Stated problem
Write out the rows below word for word, starting at the line that contains "Note for the class: annotate every instance of the porch" and ending at the last row.

[Dataset excerpts on object pointing]
---
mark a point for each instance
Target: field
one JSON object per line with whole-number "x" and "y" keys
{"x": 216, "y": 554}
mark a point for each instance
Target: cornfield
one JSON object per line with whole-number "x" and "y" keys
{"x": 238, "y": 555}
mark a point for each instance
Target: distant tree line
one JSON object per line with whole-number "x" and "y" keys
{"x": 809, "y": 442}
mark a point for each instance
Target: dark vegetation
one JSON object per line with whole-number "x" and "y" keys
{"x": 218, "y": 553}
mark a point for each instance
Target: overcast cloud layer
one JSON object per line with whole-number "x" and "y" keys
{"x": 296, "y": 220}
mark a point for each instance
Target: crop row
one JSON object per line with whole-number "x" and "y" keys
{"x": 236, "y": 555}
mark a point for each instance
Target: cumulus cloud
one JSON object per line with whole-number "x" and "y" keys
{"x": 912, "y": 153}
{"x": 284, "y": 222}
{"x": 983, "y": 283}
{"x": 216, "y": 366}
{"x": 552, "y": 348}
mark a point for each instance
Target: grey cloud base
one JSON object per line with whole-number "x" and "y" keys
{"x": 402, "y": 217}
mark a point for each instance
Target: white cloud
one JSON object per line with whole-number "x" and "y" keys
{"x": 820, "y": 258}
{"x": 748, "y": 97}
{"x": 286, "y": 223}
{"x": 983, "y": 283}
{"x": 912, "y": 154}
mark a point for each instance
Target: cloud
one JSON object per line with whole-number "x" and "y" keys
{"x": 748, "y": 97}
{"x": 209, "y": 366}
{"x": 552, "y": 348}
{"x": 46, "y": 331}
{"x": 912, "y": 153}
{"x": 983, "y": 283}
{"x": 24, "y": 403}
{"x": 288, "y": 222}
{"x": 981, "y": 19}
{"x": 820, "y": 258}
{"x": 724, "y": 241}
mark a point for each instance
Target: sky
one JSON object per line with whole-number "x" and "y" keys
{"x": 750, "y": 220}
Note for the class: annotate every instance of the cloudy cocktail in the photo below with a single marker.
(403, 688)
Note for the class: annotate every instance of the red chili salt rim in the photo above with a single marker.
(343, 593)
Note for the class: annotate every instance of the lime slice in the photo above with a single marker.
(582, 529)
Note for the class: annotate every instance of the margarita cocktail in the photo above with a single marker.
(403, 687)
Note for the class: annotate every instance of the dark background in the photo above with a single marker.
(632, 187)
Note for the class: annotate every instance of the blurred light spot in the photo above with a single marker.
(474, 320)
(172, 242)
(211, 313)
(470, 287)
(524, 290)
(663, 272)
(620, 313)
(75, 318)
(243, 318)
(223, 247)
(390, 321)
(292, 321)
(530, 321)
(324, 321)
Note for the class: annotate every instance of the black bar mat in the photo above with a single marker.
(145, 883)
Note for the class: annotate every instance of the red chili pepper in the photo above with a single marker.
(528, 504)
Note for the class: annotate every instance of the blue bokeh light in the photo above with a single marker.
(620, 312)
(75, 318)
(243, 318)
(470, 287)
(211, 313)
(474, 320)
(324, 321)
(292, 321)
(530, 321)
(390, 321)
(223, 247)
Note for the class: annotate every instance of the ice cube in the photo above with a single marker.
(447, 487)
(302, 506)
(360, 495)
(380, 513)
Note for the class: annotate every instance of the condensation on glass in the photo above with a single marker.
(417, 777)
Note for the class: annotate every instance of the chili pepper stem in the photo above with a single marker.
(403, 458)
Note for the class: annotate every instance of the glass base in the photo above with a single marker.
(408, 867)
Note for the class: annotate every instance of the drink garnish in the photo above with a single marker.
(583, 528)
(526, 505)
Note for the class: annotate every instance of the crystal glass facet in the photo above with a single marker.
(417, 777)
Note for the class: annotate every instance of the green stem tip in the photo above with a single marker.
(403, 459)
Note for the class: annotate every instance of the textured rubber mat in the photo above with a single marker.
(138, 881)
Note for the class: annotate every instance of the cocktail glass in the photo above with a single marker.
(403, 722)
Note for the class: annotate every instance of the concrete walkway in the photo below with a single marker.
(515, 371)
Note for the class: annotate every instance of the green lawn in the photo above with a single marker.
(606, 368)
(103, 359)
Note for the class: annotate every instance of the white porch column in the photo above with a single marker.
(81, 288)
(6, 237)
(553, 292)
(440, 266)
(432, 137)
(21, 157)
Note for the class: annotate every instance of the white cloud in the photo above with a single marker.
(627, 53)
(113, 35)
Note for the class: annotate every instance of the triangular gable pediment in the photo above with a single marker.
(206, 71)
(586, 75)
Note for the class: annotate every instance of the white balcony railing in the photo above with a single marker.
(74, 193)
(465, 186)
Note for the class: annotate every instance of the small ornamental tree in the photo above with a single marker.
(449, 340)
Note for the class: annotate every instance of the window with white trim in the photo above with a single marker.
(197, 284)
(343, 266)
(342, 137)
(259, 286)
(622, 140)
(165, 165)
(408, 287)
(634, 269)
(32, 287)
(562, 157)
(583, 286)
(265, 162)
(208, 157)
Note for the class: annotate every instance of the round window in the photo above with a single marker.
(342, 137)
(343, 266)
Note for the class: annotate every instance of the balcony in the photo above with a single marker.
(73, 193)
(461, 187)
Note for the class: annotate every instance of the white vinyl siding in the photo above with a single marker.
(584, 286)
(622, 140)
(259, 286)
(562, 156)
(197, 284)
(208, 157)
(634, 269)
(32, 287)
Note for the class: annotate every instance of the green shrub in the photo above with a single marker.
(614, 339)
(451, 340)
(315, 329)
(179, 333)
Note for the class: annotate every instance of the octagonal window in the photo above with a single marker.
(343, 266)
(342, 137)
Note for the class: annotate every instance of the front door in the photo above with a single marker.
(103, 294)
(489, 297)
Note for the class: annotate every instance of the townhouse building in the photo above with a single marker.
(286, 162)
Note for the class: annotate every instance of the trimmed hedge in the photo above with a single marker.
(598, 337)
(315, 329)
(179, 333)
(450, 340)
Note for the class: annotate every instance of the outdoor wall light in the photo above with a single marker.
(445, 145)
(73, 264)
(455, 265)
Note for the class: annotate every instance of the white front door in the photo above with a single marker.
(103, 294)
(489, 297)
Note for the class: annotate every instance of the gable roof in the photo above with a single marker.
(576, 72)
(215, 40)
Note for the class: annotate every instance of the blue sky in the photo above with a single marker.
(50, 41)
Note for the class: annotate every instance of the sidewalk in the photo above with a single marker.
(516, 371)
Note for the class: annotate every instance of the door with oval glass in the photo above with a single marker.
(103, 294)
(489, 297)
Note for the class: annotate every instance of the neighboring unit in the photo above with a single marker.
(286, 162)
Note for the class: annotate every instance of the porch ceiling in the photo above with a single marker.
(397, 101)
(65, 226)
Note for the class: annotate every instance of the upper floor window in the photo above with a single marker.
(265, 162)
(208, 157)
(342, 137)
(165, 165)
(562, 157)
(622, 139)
---
Completed exercise
Note for the class: annotate every instance of the porch ceiling in the photo above with a single marker.
(397, 101)
(65, 226)
Note for the class: annotate every instance of the upper floor window in the photo above with a single marker.
(265, 162)
(208, 157)
(342, 137)
(165, 165)
(562, 157)
(622, 139)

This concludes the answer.